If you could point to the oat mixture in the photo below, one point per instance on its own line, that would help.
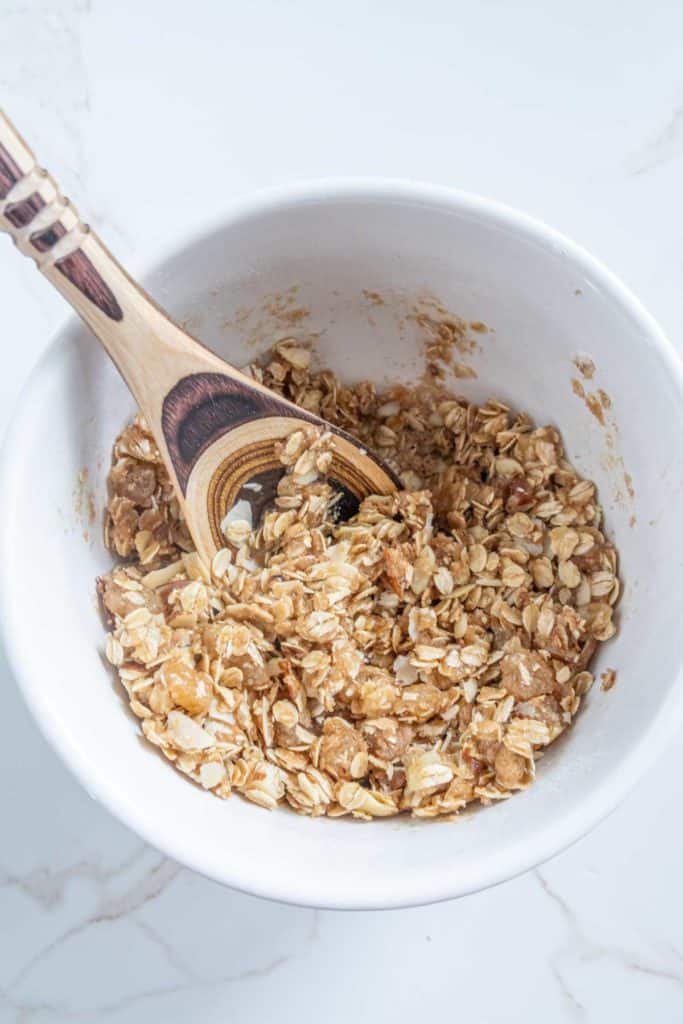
(417, 657)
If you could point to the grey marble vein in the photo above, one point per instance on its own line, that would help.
(665, 146)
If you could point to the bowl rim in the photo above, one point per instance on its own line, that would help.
(545, 841)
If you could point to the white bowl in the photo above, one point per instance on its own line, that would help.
(547, 302)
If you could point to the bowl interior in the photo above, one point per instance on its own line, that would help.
(349, 268)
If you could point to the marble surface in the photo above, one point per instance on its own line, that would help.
(152, 115)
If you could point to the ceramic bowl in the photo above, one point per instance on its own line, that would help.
(330, 250)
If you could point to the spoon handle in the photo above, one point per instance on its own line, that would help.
(151, 351)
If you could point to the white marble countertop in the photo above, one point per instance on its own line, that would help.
(151, 114)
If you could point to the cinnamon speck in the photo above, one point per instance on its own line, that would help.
(594, 406)
(608, 678)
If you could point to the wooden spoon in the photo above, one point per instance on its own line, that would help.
(215, 427)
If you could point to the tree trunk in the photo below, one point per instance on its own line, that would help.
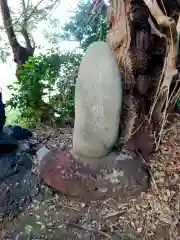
(20, 53)
(145, 42)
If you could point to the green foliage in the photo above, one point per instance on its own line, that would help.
(45, 88)
(85, 26)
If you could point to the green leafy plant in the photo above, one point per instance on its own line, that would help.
(45, 90)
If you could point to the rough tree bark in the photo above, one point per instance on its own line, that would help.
(144, 35)
(21, 54)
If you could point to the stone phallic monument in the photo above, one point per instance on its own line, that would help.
(90, 169)
(98, 98)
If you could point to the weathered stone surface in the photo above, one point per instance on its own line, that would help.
(122, 176)
(98, 97)
(41, 153)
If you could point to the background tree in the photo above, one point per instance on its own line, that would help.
(86, 25)
(21, 24)
(144, 37)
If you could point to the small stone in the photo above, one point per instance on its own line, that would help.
(41, 153)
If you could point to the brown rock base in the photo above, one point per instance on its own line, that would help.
(121, 175)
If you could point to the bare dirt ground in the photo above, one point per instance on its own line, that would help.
(155, 215)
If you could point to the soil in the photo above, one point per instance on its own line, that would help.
(154, 215)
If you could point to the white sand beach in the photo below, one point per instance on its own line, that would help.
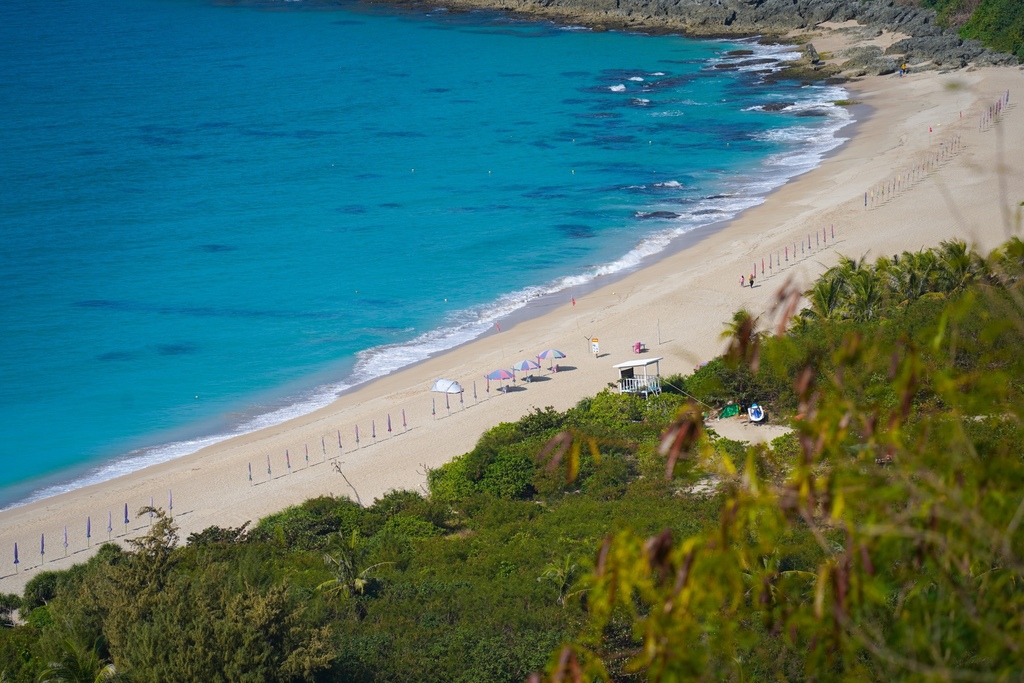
(677, 306)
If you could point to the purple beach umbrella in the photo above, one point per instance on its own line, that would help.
(526, 366)
(550, 354)
(500, 375)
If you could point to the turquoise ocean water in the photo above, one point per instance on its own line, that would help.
(214, 218)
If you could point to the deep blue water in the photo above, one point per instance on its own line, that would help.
(215, 217)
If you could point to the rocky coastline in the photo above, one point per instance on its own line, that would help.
(922, 43)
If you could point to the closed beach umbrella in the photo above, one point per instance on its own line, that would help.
(550, 354)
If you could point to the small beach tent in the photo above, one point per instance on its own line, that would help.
(643, 377)
(446, 386)
(729, 411)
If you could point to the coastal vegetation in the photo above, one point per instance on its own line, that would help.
(624, 539)
(997, 24)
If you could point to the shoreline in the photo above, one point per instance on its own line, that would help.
(281, 404)
(685, 296)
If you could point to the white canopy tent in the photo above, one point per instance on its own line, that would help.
(446, 386)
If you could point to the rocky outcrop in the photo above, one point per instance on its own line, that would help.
(929, 42)
(867, 60)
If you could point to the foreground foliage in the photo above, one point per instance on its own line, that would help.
(880, 540)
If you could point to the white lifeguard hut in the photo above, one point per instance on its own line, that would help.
(642, 377)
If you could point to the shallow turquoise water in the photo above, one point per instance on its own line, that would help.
(216, 217)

■ What you will do ■
For every entry above, write it out exactly and remove any image.

■ Completed exercise ■
If you could point to the oat mixture in the photo below, one point per instance on its own line, that would help.
(417, 657)
If you could point to the grey marble vein in the photo above, one point per instance on its own line, that would help.
(665, 146)
If you could point to the bowl rim in the photo above, one point per instance on its own line, that would help.
(545, 841)
If you could point to the white bowl in the photo above, one point per instance on its own line, that would help.
(547, 302)
If you could point to the bowl interior in the photo above, one point per instance on its own line, that would help.
(349, 268)
If you could point to the marble surface in the photo above, one point per instance on its own line, that would help.
(152, 115)
If you could point to the ceramic bowl in the photo above, one point per instance on its own line, that would help.
(330, 250)
If you could point to the spoon handle in the photo above, one point per instance on its own line, that would help.
(151, 351)
If you could point to the white marble countertop in the photo above, one point per instance on its own line, that would help.
(151, 114)
If you could point to the cinnamon speck in the photo above, one point per instance on its own line, that would help.
(594, 406)
(608, 678)
If you could point to the wooden spoon in the photo above, one point per instance on its own line, that would help.
(215, 427)
If you could point to the tree trunk in the photo below, one point per instance on its own line, that would help.
(20, 53)
(145, 42)
If you could point to the green foliage in the photo above, one point per instance on its own line, that would help.
(45, 88)
(85, 26)
If you could point to the green leafy plant in the photo above, one point per instance on its own line, that would help.
(45, 90)
If you could point to the rough tree bark in the photo above, one point per instance on its own line, that would help.
(144, 35)
(21, 54)
If you could point to the stone phallic monument in the photo above, one point per instance on its own line, that would help.
(90, 169)
(98, 98)
If you could point to the weathered stone surface in the photo above, one point per instance on its own line, that would help.
(122, 176)
(98, 97)
(41, 153)
If you could point to the background tree in the photo above, one point per instance on its own line, that would help.
(86, 25)
(21, 24)
(144, 37)
If you could point to the small stone in the photo above, one point per instance on its own line, that would help.
(41, 153)
If you could point to the brown rock base in the photo above, one point per instance on its own line, that would help.
(121, 175)
If you could point to the bare dirt ground in the photo above, one point per instance on its own line, that would help.
(155, 215)
If you could point to the soil in the photo above, one point per instance on its own line, that would help.
(154, 215)
If you could point to the white sand beach in the photo below, one point per instance on its own line, that would help.
(677, 306)
If you could point to the purple beach umbrella in the photo above, one point per instance on its own line, that would help.
(526, 366)
(550, 354)
(500, 375)
If you could point to the turquoise ocean water in the photo above, one point per instance on its own line, that would help.
(214, 218)
If you could point to the deep blue water in the photo above, one point per instance on its own line, that would help.
(215, 217)
If you could point to the rocky coastline in the photo above, one point per instance on its own line, that would help.
(922, 43)
If you could point to the closed beach umbrella in the photo above, one point per instance on its own line, that would help.
(550, 354)
If you could point to the small beach tent in the photo above, one point per instance on its own line, that would help.
(643, 377)
(446, 386)
(729, 411)
If you could point to the coastal vegetation in the photo above, one point per instance on its own line, that would help.
(624, 539)
(997, 24)
If you could point to the shoreline in the photo above, one point per instance on its own line, that would help.
(281, 404)
(685, 296)
If you could point to the white canopy tent in the photo above, one point per instance on its own line, that would help.
(446, 386)
If you could point to the rocky outcrop in the photo above, one point per instance on its own line, that would help.
(929, 42)
(867, 60)
If you could point to the foreground foliage in the photo above, one point per instance on its own line, that would help.
(880, 540)
If you could point to the white lifeguard hut in the photo above, one point per instance on its own line, that would help.
(642, 377)
If you could point to the shallow turquoise water in the photo above, one point per instance on its own line, that would help.
(216, 217)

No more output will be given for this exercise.